### EXTRACTED TEXT
++++++++++++++++++++
Even after his marriage, for a year or so he was still living in his mother’s house. Later on, after he got his first child, it seems like it was too tight a place for him, especially since he was planning to marry another woman. So they moved to a building in the Al-Aziziyah district [in Jidda]. He gave each wife an apartment. I visited him once and I saw they were bare apartments. I mean, I wouldn’t live there myself. Very humble.
The Soviet invasion of Afghanistan in 1979 was a profoundly shocking event for Bin Laden. He co-founded the Services Office, an organization dedicated to placing Arab volunteers either with relief organizations serving Afghan refugees or with the Afghan factions fighting the Soviets. Jihad magazine, effectively the house organ of the Services Office: [Bin Laden] was not willing to drink any soft drinks from American companies — Pepsi, Coca-Cola, Sprite, 7Up. He is trying to boycott all American products because he believes that without the Americans Israel cannot exist.
In 1986 Bin Laden established a base next to a Soviet military post at Jaji, in eastern Afghanistan. Jamal Khalifa was angry about what he regarded as his friend’s foolhardy plan to set up his own military operation: I decided to go myself [to Jaji] to see what’s going on there. I stayed three days. I started to ask people how it’s going. They said [that] every day, we have plenty of shaheeds [martyrs] — people dying. I said, “Why? They are not trained and they are very young. They don’t have experience and they are facing the Soviets. It’s not a joke.”
++++++++++++++++++++
### EXERCISE MATERIAL
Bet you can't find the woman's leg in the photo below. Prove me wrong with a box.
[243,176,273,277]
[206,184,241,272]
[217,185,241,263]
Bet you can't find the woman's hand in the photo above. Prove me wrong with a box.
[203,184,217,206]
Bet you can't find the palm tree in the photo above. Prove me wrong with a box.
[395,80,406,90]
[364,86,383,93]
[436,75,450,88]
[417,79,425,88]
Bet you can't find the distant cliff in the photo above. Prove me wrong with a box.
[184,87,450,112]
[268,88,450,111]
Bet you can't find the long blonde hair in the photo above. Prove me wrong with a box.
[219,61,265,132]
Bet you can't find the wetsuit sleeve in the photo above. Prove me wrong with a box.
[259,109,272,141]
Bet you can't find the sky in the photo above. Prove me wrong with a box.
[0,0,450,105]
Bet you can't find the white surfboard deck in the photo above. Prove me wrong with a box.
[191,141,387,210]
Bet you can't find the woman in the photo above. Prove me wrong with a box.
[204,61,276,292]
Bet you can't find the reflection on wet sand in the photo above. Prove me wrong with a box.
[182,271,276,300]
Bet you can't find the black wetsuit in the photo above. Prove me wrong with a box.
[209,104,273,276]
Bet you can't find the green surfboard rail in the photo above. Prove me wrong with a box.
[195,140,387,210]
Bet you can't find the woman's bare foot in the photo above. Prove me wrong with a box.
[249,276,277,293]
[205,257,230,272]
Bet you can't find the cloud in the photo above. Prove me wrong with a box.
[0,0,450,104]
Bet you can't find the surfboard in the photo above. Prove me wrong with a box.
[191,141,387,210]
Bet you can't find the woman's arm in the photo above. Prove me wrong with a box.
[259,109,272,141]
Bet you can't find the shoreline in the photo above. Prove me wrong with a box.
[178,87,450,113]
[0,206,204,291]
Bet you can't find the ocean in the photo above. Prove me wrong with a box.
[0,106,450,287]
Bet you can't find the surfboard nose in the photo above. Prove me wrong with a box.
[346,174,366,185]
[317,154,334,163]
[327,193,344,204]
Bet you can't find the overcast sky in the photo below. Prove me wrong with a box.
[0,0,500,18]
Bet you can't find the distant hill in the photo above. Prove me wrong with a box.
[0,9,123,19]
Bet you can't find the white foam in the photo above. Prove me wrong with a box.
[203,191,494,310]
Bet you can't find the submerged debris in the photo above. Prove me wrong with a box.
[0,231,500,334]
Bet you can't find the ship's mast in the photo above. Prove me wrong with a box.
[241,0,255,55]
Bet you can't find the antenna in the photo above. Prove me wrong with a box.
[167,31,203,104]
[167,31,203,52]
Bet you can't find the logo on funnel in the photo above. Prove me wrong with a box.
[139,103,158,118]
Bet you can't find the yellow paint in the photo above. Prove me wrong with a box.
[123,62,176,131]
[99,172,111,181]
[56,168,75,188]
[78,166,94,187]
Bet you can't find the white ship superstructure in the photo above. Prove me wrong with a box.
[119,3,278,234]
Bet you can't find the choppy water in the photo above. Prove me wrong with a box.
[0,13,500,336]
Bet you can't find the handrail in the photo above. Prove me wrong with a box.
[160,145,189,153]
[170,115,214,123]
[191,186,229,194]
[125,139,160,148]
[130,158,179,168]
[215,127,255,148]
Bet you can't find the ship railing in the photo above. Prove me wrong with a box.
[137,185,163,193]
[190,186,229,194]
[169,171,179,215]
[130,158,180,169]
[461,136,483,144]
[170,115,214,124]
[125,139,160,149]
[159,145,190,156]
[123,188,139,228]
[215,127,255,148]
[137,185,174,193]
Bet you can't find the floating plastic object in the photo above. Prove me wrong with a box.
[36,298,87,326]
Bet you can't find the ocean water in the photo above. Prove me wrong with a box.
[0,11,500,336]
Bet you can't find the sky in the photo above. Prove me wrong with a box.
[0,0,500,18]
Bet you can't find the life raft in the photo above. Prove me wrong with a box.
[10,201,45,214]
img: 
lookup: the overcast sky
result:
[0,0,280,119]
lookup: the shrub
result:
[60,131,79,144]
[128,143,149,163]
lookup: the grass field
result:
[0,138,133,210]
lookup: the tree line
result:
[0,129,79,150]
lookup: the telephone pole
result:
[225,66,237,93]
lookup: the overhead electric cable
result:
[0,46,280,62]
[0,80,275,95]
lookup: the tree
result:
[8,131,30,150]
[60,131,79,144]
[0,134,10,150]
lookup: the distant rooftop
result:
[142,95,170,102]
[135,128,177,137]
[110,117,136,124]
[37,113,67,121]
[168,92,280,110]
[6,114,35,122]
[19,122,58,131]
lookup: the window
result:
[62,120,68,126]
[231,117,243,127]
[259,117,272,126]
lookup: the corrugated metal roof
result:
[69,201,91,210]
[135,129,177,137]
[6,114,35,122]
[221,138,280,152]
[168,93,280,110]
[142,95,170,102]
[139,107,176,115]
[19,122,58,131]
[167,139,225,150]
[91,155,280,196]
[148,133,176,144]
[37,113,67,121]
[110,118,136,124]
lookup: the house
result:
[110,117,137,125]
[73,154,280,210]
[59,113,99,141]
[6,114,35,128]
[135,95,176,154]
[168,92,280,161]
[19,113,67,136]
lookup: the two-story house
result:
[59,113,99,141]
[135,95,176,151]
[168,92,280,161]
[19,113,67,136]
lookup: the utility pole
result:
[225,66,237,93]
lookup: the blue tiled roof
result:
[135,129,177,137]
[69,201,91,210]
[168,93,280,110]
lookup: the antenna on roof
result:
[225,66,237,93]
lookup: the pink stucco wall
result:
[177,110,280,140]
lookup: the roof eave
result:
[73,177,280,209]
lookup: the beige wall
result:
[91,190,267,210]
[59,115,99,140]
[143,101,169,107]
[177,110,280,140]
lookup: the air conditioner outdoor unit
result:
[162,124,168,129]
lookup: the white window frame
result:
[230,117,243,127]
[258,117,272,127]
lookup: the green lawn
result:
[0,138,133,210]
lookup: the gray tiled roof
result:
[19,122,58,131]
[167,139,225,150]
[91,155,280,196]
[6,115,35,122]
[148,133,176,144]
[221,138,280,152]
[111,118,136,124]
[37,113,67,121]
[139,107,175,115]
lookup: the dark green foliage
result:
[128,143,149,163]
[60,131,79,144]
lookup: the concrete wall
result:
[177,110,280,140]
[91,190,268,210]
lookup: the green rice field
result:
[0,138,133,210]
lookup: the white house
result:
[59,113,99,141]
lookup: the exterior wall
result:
++++++++++++++++++++
### PROBLEMS
A. Reproduce the rows, starting with the line containing "Bet you can't find the ocean in" and going on through the line containing "[203,191,494,310]", with both of those lines included and every request kept. Multiply each bounding-box coordinate in the answers by 1.7 and round the result to a whole number, with halves rounded up.
B. Proceed with the recollections of Bin Laden's life and his time in Afghanistan from the point where they stop.

### ANSWERS TO THE PROBLEMS
A.
Bet you can't find the ocean in the photo above. Prove me wrong with a box.
[0,180,765,488]
Bet you can't find the surfboard nose in the photo above. Prove me wrong with a box.
[588,296,622,315]
[539,262,568,277]
[556,328,585,347]
Bet you can't find the overcast sky in the photo below. Prove me wrong with a box.
[0,0,850,31]
Bet you can't find the distant hill in the photo above. Prove me wrong with a box.
[0,15,209,32]
Bet you can't find the white foam in the photo above. Prove me wrong with a box.
[345,325,840,527]

B.
So I sat down with Osama in his tent underground. I told him, “Everybody is against this idea. Why are you here? Don’t you know that this is very dangerous?” He said, “We came to be in the front.” I said, “No, we did not come to be in the front. We came to [support the] Afghans.”
I told him, “Every drop of blood bleeds here in this place. God will ask you about it in the Hereafter. Everybody [is] saying this is wrong, so Osama, please leave right now.”
Everybody was hearing our argument; our voices become hard. I was very angry; this is our first time to be like this. I told him, “Look, you will leave or I will never see you again.” He told me, “Do whatever you want.” So I left.
Khaled Batarfi, who remained in touch with Bin Laden’s mother during the Soviet-Afghan war, noted her growing concerns about her son: He decided to become a fighter, and his mother — oh God, it went from bad to worse. She heard about the chemical gas Russians used against mujaheddin, and her son was affected. She was [watching] TV, waiting for bad news.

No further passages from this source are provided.